> Data for this task
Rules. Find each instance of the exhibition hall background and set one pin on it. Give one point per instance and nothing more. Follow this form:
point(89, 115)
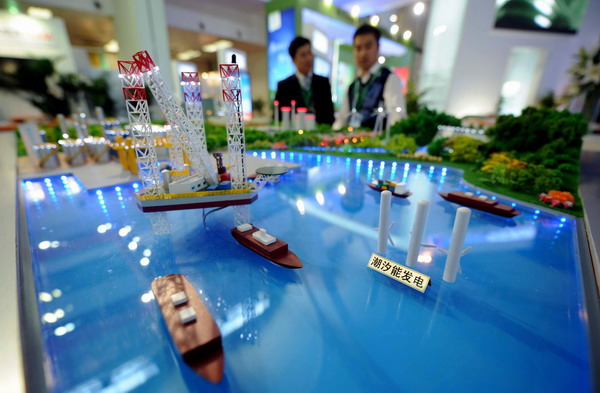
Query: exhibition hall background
point(453, 54)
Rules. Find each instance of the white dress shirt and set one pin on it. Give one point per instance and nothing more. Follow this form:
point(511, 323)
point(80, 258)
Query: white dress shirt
point(392, 97)
point(305, 80)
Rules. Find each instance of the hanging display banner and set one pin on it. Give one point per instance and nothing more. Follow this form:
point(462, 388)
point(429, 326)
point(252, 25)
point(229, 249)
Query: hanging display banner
point(398, 272)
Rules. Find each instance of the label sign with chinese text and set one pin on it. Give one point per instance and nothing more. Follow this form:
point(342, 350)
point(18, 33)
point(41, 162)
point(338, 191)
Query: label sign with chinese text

> Task goal
Copy every one of the records above word for word, leaving out the pictures.

> Problem solution
Rules. Find each instance of the exhibition hall background and set one pin on it. Give one point per instance and nothing more. Follow this form:
point(89, 115)
Query: exhibition hall background
point(453, 54)
Rules. Find each instance of the white dress shirt and set one pin on it. Give one point per instance and nothing more. Follow this form:
point(511, 323)
point(80, 258)
Query: white dress shirt
point(392, 97)
point(305, 80)
Rules. Find each instance of the hanging display banner and set one pin on it. Give one point per instance and nothing more. Follow this form:
point(462, 388)
point(429, 326)
point(252, 25)
point(229, 249)
Query: hanging display banner
point(398, 272)
Rules. Find each instance of the label sign with chinese text and set one pin on it. Give one point per instance and nothing more. Follow this form:
point(342, 350)
point(18, 33)
point(41, 162)
point(338, 191)
Query: label sign with chinese text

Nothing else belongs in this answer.